◆ **Extracted entries**:
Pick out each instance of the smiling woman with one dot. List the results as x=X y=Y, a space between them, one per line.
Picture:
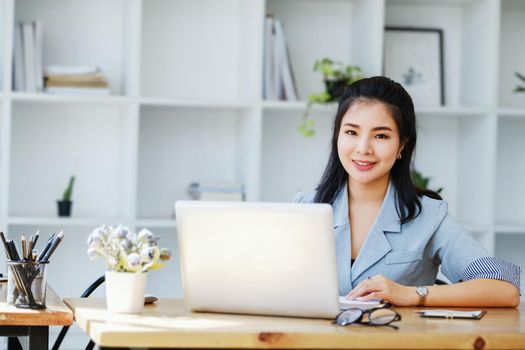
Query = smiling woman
x=392 y=237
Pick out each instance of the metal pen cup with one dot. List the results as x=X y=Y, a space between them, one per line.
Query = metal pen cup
x=26 y=284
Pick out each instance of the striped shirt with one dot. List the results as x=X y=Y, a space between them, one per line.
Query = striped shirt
x=493 y=268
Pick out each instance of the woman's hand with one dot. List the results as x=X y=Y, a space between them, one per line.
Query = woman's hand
x=380 y=287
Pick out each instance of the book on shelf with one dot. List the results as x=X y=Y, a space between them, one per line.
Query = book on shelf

◆ **What is expected**:
Turn every line of the material above into a numbered list, skipping blank lines and leaving the pictures out.

◆ **Output of the exercise**:
1. Pick out each instance of the smiling woman with one dot. List the results as x=X y=Y, a space between them, one per line.
2. Picture:
3. Query = smiling woman
4. x=392 y=237
5. Pick out each instance of the metal pen cup with one dot. List the results as x=X y=Y, a space between them, one per line.
6. Query = metal pen cup
7. x=26 y=284
8. Pick out each instance of the striped shirt with one dot. List the results as x=X y=Y, a space between them, one per line.
9. Query = striped shirt
10. x=493 y=268
11. Pick out each instance of the woman's hand with one dot. List the results as x=X y=Y, a space between them, one per line.
12. Query = woman's hand
13. x=380 y=287
14. Pick out each instance of the book on shelf with one dot. List the results as x=X y=Y, a space between them, one per line.
15. Query = book on shelf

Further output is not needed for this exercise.